[Stored data entries]
- Opening Delimiter -

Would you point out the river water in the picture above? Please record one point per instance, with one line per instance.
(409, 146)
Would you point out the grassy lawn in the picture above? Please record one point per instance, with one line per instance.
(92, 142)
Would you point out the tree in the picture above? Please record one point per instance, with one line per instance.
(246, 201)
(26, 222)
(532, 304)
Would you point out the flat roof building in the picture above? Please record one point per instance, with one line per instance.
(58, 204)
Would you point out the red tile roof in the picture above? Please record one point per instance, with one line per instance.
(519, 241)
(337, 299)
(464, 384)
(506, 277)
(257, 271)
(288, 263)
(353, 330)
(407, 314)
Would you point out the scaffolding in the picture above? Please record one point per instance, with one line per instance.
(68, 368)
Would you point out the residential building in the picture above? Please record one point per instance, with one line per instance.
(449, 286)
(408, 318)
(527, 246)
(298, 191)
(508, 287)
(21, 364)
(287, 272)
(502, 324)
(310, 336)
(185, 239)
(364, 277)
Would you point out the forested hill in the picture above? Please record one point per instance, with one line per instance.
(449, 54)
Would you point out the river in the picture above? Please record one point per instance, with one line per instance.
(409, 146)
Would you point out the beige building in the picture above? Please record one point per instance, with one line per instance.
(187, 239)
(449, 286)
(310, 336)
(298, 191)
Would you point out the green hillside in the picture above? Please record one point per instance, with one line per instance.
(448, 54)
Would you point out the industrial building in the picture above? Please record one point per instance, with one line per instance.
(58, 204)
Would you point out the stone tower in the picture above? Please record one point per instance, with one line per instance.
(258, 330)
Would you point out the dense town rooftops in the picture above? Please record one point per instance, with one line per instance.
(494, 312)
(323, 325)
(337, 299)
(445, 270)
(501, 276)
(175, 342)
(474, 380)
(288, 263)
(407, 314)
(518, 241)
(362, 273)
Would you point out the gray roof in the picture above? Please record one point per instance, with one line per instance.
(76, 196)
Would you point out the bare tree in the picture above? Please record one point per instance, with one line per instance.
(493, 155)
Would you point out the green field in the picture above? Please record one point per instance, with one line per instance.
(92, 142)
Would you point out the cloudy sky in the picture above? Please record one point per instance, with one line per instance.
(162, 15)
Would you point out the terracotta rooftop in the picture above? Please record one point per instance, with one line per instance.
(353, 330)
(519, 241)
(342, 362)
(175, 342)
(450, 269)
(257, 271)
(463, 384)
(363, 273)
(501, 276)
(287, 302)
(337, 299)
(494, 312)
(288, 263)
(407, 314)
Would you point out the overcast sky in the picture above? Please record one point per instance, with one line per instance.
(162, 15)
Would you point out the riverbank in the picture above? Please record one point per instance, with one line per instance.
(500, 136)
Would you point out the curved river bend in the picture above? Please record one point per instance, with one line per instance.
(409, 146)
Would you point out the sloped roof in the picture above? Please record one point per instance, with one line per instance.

- Closing Delimiter -

THE TASK >> Please output all the lines above exactly as given.

TASK SOLUTION >>
Would you point out the river water in the picture above? Please record one point per instance, with one line per instance.
(409, 146)
Would you point out the grassy lawn in the picture above? Please record one point per instance, with one line per instance.
(92, 142)
Would you point out the tree in the picture above? Please record one point per instance, with one line per instance.
(246, 201)
(26, 222)
(532, 304)
Would you point out the flat roof building in the picture above? Please record one point per instance, with one line per instance.
(58, 204)
Would you point out the red tile roof in the picture above? Please record one point per instance, with one line per instance.
(519, 241)
(337, 299)
(464, 384)
(506, 277)
(257, 271)
(288, 263)
(353, 330)
(407, 314)
Would you point out the scaffolding in the picture above? Please record one point per instance, with one line per instance.
(68, 368)
Would you point out the residential building in the picture above? Please record one point per instance, with one line per instance.
(449, 286)
(408, 318)
(527, 246)
(298, 191)
(508, 287)
(21, 364)
(287, 272)
(502, 324)
(310, 336)
(185, 239)
(364, 277)
Would you point out the forested hill in the picture above? Please record one point per instance, with one line per instance.
(449, 54)
Would you point out the river in the picture above? Please record one point per instance, with one line per instance.
(409, 146)
Would you point out the beige building in the picture above? Please record one point per instance, with one line per instance.
(187, 239)
(449, 286)
(310, 336)
(298, 191)
Would you point out the green hillside in the picture above? Please record one point per instance, with one line per instance.
(448, 54)
Would you point out the industrial building in the picture above? Please record one point per instance, with one line per instance.
(58, 204)
Would you point out the stone tower in the picture above? Please record one point per instance, with one line per instance.
(258, 330)
Would you point out the dense town rooftops in the picture above? Please record one point per instance, with one line per instance.
(494, 312)
(323, 325)
(337, 299)
(445, 270)
(501, 276)
(175, 342)
(474, 380)
(288, 263)
(407, 314)
(518, 241)
(362, 273)
Would you point out the gray roof in the picture above? Please record one point per instance, with one line per instance.
(76, 196)
Would you point out the bare tree in the picture above? Please record one point per instance, with one line per instance.
(493, 155)
Would you point out the green field in the picture above? Please record one point per instance, with one line per instance.
(92, 142)
Would you point out the cloudy sky in the picture above? Please record one point per instance, with one line per instance.
(162, 15)
Would you point out the terracotta rooftop in the picture above? Please record one point per instance, with one line per instance.
(353, 330)
(519, 241)
(342, 362)
(175, 342)
(450, 269)
(257, 271)
(463, 384)
(363, 273)
(501, 276)
(287, 302)
(337, 299)
(494, 312)
(288, 263)
(407, 314)
Would you point out the overcast sky in the picture above? Please record one point per instance, with one line per instance.
(162, 15)
Would you point out the riverbank in the picture above? Please record one point per instance, with one line per instance.
(500, 136)
Would you point out the curved river bend in the picture above? Please record one point per instance, with one line per instance.
(409, 146)
Would you point out the sloped roof in the picture above? Please record one point per instance, with one line per instance.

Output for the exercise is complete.